* EXERCISE PROMPT *
Copy all the records below word for word, leaving out the pictures.

* MATERIALS PROVIDED *
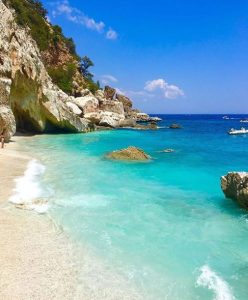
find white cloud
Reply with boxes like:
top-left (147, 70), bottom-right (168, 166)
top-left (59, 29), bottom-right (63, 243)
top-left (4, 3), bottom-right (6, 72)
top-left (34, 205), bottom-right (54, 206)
top-left (106, 28), bottom-right (118, 40)
top-left (144, 78), bottom-right (184, 99)
top-left (101, 75), bottom-right (118, 85)
top-left (52, 0), bottom-right (118, 40)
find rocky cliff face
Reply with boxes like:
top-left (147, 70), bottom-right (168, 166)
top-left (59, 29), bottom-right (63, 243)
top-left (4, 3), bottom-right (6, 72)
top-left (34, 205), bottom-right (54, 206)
top-left (0, 0), bottom-right (149, 140)
top-left (221, 172), bottom-right (248, 209)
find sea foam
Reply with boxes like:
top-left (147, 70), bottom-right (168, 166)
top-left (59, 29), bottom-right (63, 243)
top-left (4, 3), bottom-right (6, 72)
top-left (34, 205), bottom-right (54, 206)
top-left (9, 159), bottom-right (48, 213)
top-left (196, 265), bottom-right (235, 300)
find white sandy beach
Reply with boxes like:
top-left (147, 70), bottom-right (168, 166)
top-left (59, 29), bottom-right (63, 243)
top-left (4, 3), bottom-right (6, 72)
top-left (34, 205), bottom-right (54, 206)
top-left (0, 137), bottom-right (80, 300)
top-left (0, 137), bottom-right (143, 300)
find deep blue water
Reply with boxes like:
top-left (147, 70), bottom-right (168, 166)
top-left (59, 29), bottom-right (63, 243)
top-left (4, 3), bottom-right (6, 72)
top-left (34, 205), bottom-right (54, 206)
top-left (20, 115), bottom-right (248, 300)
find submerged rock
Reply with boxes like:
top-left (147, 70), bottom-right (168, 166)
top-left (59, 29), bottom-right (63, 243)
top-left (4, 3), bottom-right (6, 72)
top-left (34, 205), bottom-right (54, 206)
top-left (134, 123), bottom-right (158, 130)
top-left (221, 172), bottom-right (248, 209)
top-left (0, 105), bottom-right (16, 142)
top-left (107, 146), bottom-right (151, 161)
top-left (169, 124), bottom-right (182, 129)
top-left (159, 149), bottom-right (175, 153)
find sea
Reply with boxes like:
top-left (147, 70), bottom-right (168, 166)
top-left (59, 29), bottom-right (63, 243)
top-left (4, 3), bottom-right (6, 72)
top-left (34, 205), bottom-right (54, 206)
top-left (12, 115), bottom-right (248, 300)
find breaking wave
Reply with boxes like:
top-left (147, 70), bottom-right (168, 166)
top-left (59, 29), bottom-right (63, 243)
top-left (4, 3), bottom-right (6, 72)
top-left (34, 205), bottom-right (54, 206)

* EXERCISE ANSWER *
find white cloud
Reply with boxes like:
top-left (147, 70), bottom-right (168, 166)
top-left (59, 29), bottom-right (63, 243)
top-left (4, 3), bottom-right (6, 72)
top-left (34, 205), bottom-right (54, 206)
top-left (106, 28), bottom-right (118, 40)
top-left (144, 78), bottom-right (184, 99)
top-left (101, 75), bottom-right (118, 85)
top-left (52, 0), bottom-right (118, 40)
find rocky cliff face
Reply with boxes like:
top-left (147, 70), bottom-right (168, 166)
top-left (59, 29), bottom-right (63, 243)
top-left (4, 3), bottom-right (6, 72)
top-left (34, 205), bottom-right (54, 206)
top-left (0, 0), bottom-right (149, 140)
top-left (221, 172), bottom-right (248, 209)
find sea foam
Reply with boxes like:
top-left (147, 70), bottom-right (168, 166)
top-left (59, 29), bottom-right (63, 243)
top-left (4, 3), bottom-right (6, 72)
top-left (34, 205), bottom-right (54, 206)
top-left (9, 159), bottom-right (48, 213)
top-left (196, 265), bottom-right (235, 300)
find white sandy beach
Reply with boxes like:
top-left (147, 70), bottom-right (168, 166)
top-left (59, 29), bottom-right (63, 243)
top-left (4, 3), bottom-right (6, 72)
top-left (34, 205), bottom-right (54, 206)
top-left (0, 137), bottom-right (80, 300)
top-left (0, 137), bottom-right (143, 300)
find deep blue water
Reply with boxes like:
top-left (147, 70), bottom-right (168, 166)
top-left (59, 29), bottom-right (63, 243)
top-left (4, 3), bottom-right (6, 72)
top-left (34, 205), bottom-right (54, 206)
top-left (20, 115), bottom-right (248, 300)
find submerged rock
Reply with boxes like:
top-left (147, 70), bottom-right (168, 166)
top-left (59, 29), bottom-right (63, 243)
top-left (4, 3), bottom-right (6, 72)
top-left (34, 205), bottom-right (54, 206)
top-left (134, 123), bottom-right (158, 130)
top-left (221, 172), bottom-right (248, 209)
top-left (0, 105), bottom-right (16, 142)
top-left (107, 146), bottom-right (151, 161)
top-left (169, 124), bottom-right (182, 129)
top-left (159, 149), bottom-right (175, 153)
find sea
Reply with boxes like:
top-left (147, 70), bottom-right (168, 166)
top-left (59, 29), bottom-right (63, 243)
top-left (4, 3), bottom-right (6, 72)
top-left (34, 205), bottom-right (54, 206)
top-left (12, 115), bottom-right (248, 300)
find breaking wave
Reply with boxes like:
top-left (147, 70), bottom-right (168, 166)
top-left (59, 29), bottom-right (63, 243)
top-left (4, 3), bottom-right (6, 72)
top-left (34, 205), bottom-right (54, 206)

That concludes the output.